### TEXT TO READ
Researchers to examine 'Intelligence Preparation of the Battlefield'

July 18, 2012

Military intelligence analysts, when devising strategies for operations, must take a number of threat conditions into account. "Intelligence Preparation of the Battlefield" is a term used in the military that defines the methodology employed to reduce uncertainties concerning the enemy, environment, and terrain for all types of operations. Researchers at Penn State’s College of Information Sciences and Technology (IST) recently received a grant that will enable them to explore the ways in which battlefield planning methods can be improved, with the ultimate goal of helping the U.S. Army develop a technological game plan for winning on the battlefield.

David Hall, dean of the College of IST; Michael McNeese, associate dean for Research, Graduate Studies and Academic Affairs; Steve Shaffer, senior lecturer and Jake Graham, professor of practice in security and risk analysis, have received an award of $125,000 from the Calspan-University of Buffalo Research Center (CUBRC) to support the project, “Future IPB through Intelligence Analyst-Expert System Teaming: Concepts of Design and Development of Knowledge-Based Systems.” The goal of the undertaking, which has been initiated by the Army Research Office, is to evaluate current practices in IPB and determine how they can be improved through knowledge-based systems – software that uses artificial intelligence or expert system techniques in problem-solving processes.

### DATA PROVIDED
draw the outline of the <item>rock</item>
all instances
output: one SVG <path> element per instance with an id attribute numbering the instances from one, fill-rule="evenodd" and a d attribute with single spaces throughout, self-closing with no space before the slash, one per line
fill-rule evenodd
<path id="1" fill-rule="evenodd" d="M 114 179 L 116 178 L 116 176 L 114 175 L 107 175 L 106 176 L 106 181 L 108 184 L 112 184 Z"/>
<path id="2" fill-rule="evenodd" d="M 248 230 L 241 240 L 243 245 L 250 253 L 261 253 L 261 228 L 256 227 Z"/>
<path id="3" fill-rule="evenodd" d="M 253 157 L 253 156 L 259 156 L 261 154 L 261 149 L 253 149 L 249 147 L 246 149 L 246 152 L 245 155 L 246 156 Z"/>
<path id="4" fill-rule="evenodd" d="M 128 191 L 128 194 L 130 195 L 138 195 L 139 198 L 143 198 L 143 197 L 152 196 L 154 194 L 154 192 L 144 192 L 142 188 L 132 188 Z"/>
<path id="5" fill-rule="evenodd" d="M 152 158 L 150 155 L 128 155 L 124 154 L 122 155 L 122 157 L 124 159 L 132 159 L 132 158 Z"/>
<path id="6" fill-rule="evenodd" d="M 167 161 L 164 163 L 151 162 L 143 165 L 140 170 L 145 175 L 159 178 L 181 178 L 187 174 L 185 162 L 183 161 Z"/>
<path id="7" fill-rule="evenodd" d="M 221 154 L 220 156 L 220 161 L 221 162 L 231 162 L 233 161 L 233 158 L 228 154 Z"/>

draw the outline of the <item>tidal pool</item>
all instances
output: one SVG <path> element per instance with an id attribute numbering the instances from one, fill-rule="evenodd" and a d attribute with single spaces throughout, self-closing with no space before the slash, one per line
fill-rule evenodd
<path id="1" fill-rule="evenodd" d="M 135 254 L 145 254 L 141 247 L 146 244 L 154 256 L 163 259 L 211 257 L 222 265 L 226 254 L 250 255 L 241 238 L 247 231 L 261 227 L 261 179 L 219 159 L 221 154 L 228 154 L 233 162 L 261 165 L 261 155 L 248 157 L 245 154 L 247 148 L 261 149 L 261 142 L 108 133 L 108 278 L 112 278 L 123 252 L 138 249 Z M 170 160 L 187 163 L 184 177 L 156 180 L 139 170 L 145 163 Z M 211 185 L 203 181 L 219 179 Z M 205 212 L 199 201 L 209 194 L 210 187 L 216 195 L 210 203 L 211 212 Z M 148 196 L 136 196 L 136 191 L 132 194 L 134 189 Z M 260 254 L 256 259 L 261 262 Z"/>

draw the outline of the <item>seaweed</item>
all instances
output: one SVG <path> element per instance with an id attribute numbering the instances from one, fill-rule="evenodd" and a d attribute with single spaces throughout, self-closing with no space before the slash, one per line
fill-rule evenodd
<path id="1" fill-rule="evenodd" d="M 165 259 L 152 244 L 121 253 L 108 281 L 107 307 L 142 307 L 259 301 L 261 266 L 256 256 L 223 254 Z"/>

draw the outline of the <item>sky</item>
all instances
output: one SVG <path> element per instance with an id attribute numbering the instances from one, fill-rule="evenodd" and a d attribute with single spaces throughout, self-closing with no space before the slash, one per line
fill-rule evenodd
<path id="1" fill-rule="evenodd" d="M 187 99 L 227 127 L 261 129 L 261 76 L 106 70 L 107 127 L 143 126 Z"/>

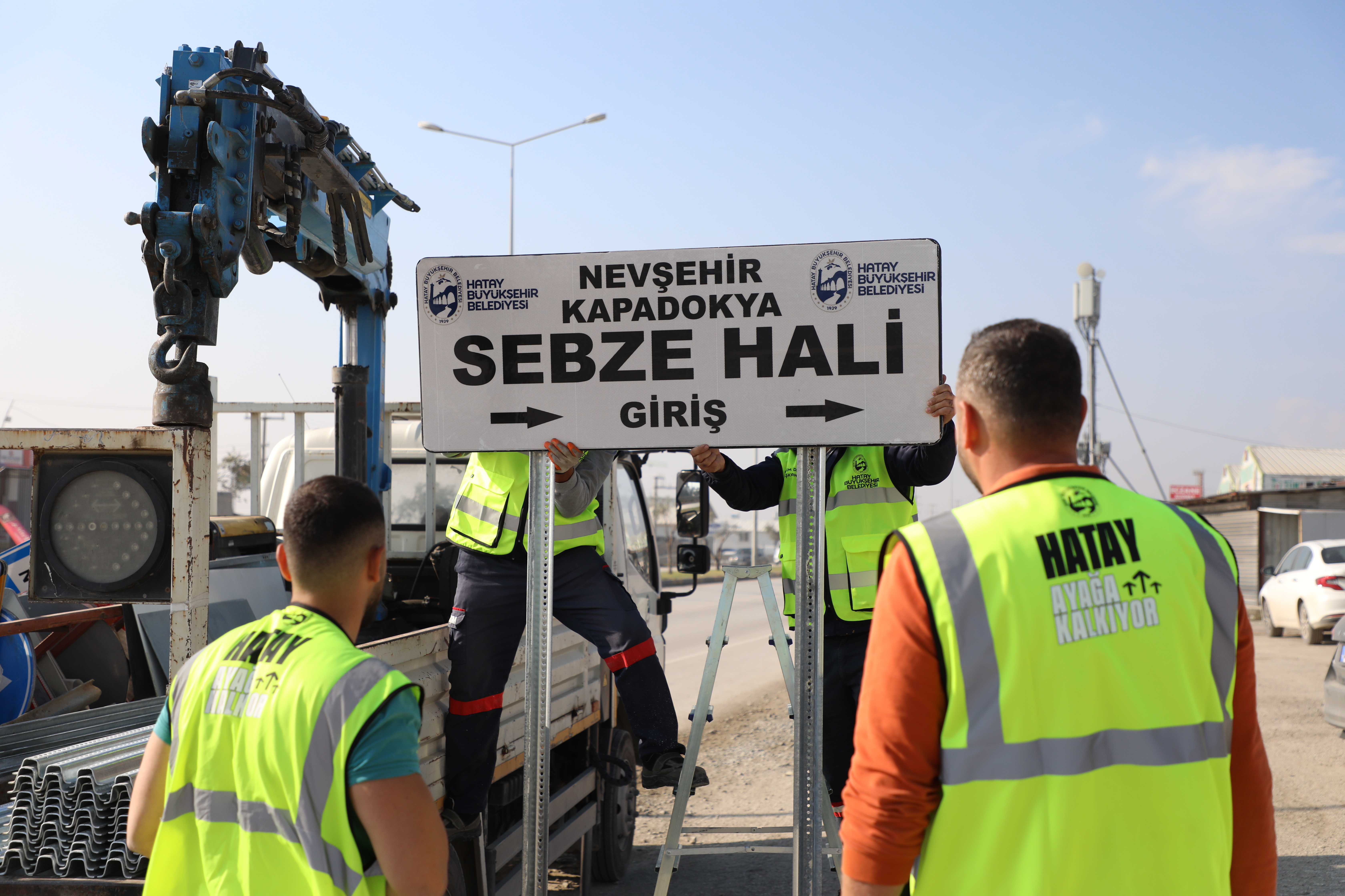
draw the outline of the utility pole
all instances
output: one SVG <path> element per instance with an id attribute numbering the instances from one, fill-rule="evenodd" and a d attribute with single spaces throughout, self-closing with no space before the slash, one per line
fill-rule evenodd
<path id="1" fill-rule="evenodd" d="M 1102 317 L 1102 278 L 1104 270 L 1093 270 L 1088 262 L 1079 265 L 1075 283 L 1075 326 L 1088 347 L 1088 441 L 1079 443 L 1079 462 L 1103 469 L 1111 453 L 1111 442 L 1098 439 L 1098 321 Z"/>

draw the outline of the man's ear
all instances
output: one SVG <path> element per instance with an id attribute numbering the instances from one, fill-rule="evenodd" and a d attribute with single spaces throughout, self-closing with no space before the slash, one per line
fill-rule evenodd
<path id="1" fill-rule="evenodd" d="M 962 418 L 962 424 L 958 427 L 958 447 L 971 450 L 985 437 L 986 422 L 976 407 L 960 395 L 952 399 L 952 403 L 958 408 L 958 416 Z"/>
<path id="2" fill-rule="evenodd" d="M 289 555 L 285 553 L 284 541 L 276 545 L 276 566 L 280 567 L 280 578 L 282 578 L 285 582 L 295 580 L 295 576 L 289 572 Z"/>
<path id="3" fill-rule="evenodd" d="M 387 556 L 387 545 L 379 544 L 369 549 L 364 559 L 364 576 L 370 582 L 379 582 L 383 578 L 383 557 Z"/>

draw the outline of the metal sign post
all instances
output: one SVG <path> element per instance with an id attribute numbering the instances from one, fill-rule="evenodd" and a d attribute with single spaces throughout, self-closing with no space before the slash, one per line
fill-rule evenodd
<path id="1" fill-rule="evenodd" d="M 546 451 L 527 470 L 527 674 L 523 682 L 523 896 L 545 896 L 551 802 L 551 536 L 555 473 Z"/>
<path id="2" fill-rule="evenodd" d="M 798 562 L 794 580 L 794 893 L 819 896 L 822 832 L 819 801 L 822 767 L 822 588 L 826 587 L 826 488 L 822 459 L 826 449 L 799 449 Z M 833 841 L 833 846 L 837 844 Z"/>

### PROBLEMS
• 1. Using the article on Penn State's battlefield-planning research, answer the following:
(a) According to the article, what uncertainties is Intelligence Preparation of the Battlefield meant to reduce?
(b) What is the amount of the award, and which organization granted it?
(c) Which office initiated the undertaking?
• 2. Continue the article on Penn State's battlefield-planning research, picking up right after its last sentence.

### OUTPUTS
• 1.
(a) Uncertainties concerning the enemy, environment, and terrain.
(b) $125,000, from the Calspan-University of Buffalo Research Center (CUBRC).
(c) The Army Research Office.

• 2.
“IPB is a very detailed process of examining the elements of terrain and weather as well as man-made systems, roads and infrastructure to evaluate the effects of those things on both friendly and adversarial operations,” said Graham, a retired Marine Corps colonel.

The IST researchers will examine various technologies -- database search engines, automated retrieval and storage systems, and representational systems (neuro-linguistic programming models that examine how the human mind processes information) -- to see how they could support IPB activities. In addition, Graham said, they plan to conduct surveys with IPB practitioners to help them “determine what would best support their roles as intelligence analysts.”

The project, which started in April, is funded for one year.

“We hope that we will have a follow-on (award) to support a larger, more expansive study,” he said.

The research that is being conducted by the IST group could eventually have an impact on battlefield planning methods, Graham said. The Army is interested in acquiring new technology to support intelligence programs, and the results of the study could aid the Army in building an acquisitions roadmap.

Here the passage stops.